Instructions for the task
All lines from the line containing "Tag every instance of the white coffee" up to and including the last line of the listing below should be echoed exactly; no other lines belong in the response.

— start —

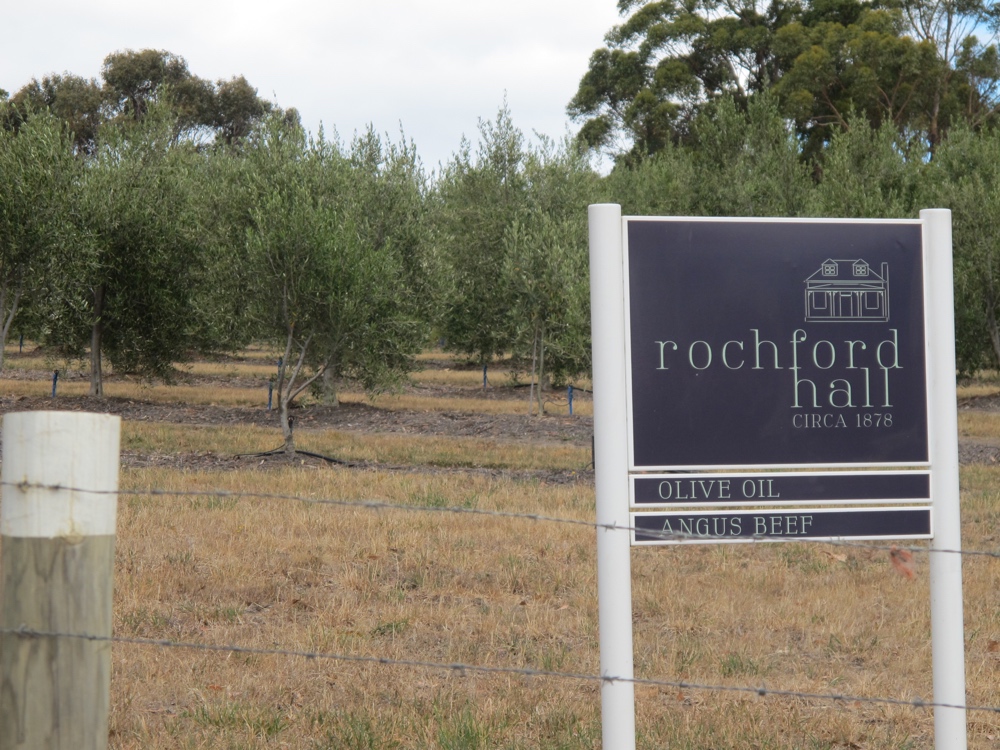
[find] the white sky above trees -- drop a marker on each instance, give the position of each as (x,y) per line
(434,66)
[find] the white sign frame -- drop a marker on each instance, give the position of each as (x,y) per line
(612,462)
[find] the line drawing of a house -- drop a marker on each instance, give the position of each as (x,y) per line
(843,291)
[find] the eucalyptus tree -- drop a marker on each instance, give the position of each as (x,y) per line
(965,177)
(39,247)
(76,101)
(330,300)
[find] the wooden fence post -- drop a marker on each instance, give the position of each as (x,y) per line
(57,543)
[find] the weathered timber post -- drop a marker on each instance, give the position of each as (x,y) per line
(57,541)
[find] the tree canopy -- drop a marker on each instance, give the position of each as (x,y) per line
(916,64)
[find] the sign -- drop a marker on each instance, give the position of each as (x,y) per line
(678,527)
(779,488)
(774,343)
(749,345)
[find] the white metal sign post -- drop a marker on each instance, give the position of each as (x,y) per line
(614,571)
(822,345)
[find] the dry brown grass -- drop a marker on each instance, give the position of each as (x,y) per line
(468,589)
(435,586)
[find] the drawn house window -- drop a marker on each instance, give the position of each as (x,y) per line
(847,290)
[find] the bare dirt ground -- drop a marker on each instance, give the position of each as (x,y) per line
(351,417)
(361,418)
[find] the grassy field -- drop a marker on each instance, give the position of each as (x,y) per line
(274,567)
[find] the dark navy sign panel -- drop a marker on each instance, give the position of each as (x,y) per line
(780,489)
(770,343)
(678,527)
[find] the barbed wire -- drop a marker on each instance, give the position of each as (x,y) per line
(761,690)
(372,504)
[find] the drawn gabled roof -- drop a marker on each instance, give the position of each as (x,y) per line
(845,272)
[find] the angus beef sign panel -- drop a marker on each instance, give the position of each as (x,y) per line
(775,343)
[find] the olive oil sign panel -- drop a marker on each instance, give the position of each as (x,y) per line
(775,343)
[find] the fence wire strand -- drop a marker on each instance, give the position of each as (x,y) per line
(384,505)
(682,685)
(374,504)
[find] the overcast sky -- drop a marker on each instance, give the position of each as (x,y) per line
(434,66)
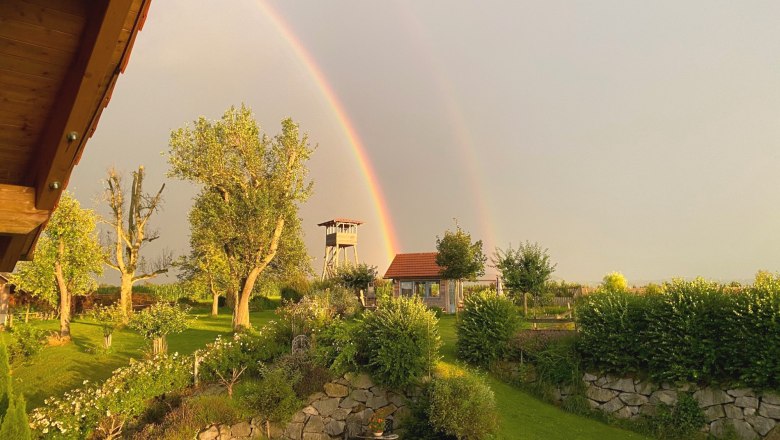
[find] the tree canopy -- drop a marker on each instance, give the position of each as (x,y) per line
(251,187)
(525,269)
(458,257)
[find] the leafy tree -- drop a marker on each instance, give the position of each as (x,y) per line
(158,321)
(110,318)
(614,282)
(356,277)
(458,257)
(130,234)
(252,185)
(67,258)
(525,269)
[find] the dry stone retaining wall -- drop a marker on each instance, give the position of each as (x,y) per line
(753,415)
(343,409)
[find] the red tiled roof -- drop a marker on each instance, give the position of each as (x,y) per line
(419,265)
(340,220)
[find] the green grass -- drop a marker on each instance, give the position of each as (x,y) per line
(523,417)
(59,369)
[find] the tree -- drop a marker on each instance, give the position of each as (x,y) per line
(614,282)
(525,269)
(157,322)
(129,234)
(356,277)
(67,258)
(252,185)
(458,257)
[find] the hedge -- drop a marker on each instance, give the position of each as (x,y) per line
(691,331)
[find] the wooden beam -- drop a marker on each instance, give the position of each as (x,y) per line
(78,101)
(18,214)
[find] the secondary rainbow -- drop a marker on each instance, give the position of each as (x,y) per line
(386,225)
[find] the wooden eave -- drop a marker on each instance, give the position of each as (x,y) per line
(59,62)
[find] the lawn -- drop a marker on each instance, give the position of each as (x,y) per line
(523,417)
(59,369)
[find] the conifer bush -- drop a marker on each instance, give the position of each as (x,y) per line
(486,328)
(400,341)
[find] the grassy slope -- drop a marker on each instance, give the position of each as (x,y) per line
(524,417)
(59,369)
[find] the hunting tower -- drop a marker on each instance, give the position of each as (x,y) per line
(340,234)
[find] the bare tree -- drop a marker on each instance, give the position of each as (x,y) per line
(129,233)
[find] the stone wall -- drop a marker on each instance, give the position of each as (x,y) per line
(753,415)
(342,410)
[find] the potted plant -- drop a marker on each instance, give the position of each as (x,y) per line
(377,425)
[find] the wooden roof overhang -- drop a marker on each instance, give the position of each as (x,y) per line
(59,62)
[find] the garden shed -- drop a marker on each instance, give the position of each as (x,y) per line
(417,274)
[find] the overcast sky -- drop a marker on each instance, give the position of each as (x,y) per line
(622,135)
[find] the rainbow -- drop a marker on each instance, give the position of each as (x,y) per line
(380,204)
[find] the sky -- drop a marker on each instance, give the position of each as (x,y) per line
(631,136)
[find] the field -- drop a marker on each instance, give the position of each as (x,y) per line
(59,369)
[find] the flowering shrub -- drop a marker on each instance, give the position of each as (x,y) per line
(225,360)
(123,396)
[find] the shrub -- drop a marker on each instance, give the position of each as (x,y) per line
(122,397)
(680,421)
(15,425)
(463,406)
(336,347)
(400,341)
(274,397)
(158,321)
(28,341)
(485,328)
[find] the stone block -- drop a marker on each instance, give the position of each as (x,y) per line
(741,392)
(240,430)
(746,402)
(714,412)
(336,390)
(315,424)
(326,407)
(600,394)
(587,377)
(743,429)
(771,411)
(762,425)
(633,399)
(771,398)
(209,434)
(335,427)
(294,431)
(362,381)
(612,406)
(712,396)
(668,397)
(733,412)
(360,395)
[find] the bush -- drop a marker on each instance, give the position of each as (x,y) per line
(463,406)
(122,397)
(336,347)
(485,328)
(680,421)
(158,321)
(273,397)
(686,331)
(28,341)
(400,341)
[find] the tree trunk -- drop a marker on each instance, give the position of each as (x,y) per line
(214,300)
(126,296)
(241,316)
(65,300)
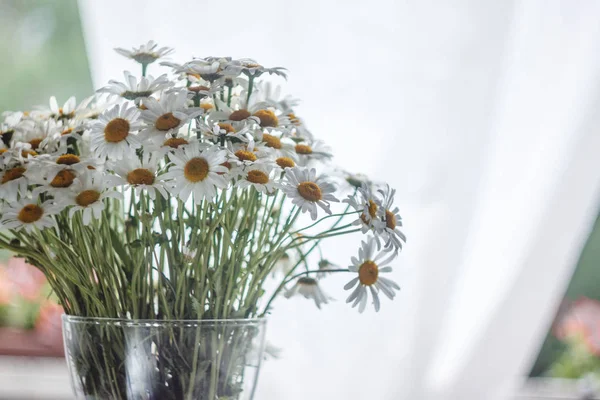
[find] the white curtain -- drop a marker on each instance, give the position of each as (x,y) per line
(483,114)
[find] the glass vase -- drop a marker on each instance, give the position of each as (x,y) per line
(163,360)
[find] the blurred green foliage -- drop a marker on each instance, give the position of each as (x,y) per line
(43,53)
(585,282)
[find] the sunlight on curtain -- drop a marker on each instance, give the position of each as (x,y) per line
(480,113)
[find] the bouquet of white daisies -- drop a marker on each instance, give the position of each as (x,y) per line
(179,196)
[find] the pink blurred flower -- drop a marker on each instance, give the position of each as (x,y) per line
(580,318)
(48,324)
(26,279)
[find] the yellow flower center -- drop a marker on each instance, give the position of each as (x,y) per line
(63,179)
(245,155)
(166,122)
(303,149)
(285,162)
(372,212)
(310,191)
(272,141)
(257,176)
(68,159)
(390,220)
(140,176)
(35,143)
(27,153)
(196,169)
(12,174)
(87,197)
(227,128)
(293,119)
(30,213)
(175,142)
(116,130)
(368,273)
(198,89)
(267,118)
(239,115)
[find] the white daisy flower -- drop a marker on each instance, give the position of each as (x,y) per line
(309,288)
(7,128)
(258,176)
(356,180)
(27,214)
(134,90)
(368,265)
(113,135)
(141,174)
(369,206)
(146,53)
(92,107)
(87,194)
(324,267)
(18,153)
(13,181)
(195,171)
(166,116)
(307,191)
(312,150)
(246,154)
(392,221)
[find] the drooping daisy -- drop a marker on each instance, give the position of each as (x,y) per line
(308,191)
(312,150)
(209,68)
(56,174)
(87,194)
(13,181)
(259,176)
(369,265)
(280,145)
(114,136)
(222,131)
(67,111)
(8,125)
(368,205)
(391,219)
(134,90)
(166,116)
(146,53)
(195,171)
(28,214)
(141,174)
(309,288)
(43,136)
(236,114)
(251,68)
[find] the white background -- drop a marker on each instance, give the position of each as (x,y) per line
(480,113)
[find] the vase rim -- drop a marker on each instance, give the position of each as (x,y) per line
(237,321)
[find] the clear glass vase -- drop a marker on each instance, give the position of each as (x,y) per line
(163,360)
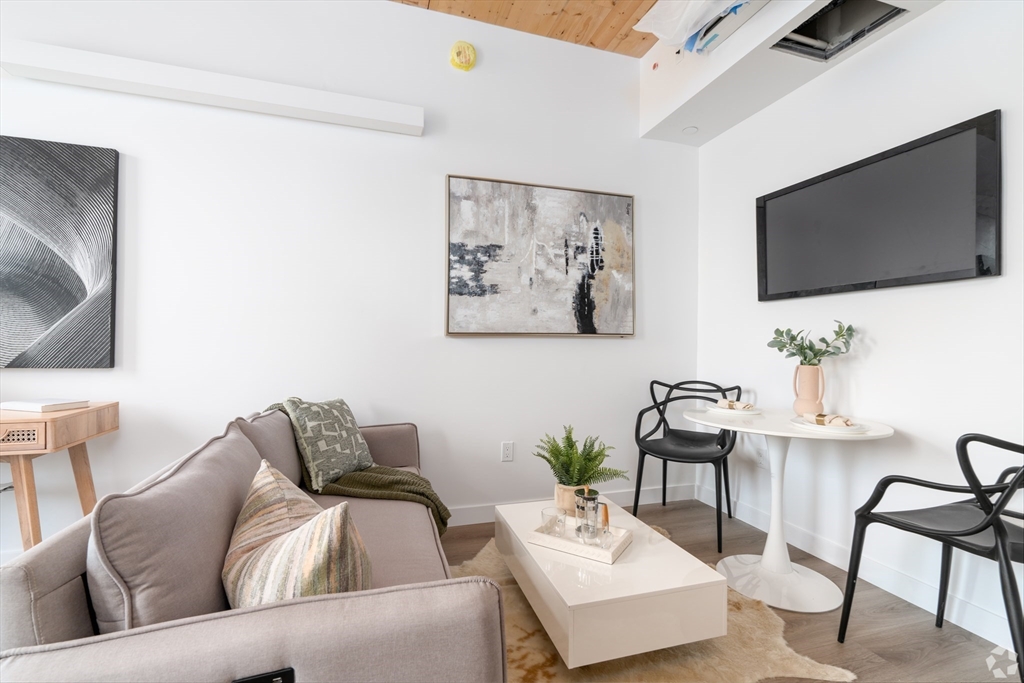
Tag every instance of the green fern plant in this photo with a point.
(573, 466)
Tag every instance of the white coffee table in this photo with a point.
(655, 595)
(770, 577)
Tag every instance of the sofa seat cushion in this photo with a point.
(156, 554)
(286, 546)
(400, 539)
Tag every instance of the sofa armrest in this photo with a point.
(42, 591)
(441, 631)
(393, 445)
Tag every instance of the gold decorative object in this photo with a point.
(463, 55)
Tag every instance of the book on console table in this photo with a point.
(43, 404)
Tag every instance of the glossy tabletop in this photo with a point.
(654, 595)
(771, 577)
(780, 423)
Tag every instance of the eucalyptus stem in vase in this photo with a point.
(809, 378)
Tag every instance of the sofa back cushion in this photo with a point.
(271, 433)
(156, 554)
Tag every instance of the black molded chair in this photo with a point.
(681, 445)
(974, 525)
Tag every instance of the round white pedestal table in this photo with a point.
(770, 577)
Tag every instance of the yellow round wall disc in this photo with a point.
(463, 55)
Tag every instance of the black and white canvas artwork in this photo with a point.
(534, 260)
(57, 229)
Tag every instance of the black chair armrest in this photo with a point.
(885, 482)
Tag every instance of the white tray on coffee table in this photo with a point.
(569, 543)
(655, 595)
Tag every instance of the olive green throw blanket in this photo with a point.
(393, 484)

— end —

Task answer
Tag every instance of the white coffee table in this photo with a point.
(655, 595)
(770, 577)
Tag every instance of the sofa seat cushion in this photo with a point.
(156, 554)
(286, 546)
(400, 539)
Tag every instance of the sofa armrest in this photo with a point.
(42, 591)
(441, 631)
(393, 445)
Tag every instance of the gold decorative object in this photo with a point.
(463, 55)
Tag every instance of the book on console table in this photo with a point.
(43, 404)
Tag every instance of the glossy tabletop in this photo with a point.
(654, 595)
(771, 577)
(780, 423)
Tag every instance of the eucalyptus stem in vase in this photo with a point.
(809, 378)
Tag every instance of the sofa back cushion in this photo with a point.
(271, 433)
(156, 554)
Tag every instance of the black molded chair in this photo with a point.
(681, 445)
(974, 525)
Tag every instance of the round white pedestal table in this photo with a point.
(770, 577)
Tag every instance of the yellow round wall disc in this photo with a point.
(463, 55)
Tag every instance of the black and white canvas artwork in this photo with a point.
(534, 260)
(57, 229)
Tag every instance of the black chair armrest in this photo with a point.
(885, 482)
Tag every instance of the white tray on coffee table in this photo with a point.
(569, 543)
(655, 595)
Tag every instance of the olive green throw blanket in this photo with a point.
(393, 484)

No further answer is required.